Exercise: Tally the lines in the entries below that contain the string "rider", and give only that number.

== Input for this task ==

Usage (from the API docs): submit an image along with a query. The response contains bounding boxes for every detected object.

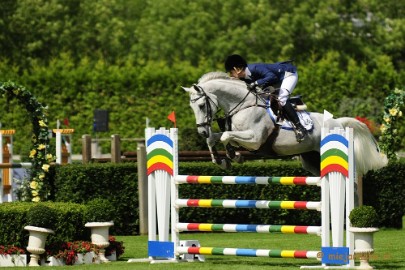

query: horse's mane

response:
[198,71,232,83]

===
== Input for this task ==

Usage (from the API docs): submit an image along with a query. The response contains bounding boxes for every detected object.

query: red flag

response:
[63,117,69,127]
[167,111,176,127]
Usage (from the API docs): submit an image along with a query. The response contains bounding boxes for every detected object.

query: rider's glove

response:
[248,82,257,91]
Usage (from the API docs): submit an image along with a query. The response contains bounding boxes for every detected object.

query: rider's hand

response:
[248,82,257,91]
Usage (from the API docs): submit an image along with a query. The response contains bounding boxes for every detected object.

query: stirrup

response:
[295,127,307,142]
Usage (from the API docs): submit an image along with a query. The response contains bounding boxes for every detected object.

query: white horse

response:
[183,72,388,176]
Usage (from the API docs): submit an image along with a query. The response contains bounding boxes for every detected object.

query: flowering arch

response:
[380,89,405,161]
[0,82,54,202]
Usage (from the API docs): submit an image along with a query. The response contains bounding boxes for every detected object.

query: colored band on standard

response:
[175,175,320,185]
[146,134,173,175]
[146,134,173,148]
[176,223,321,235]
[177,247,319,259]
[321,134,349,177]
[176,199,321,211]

===

Worked answer: 2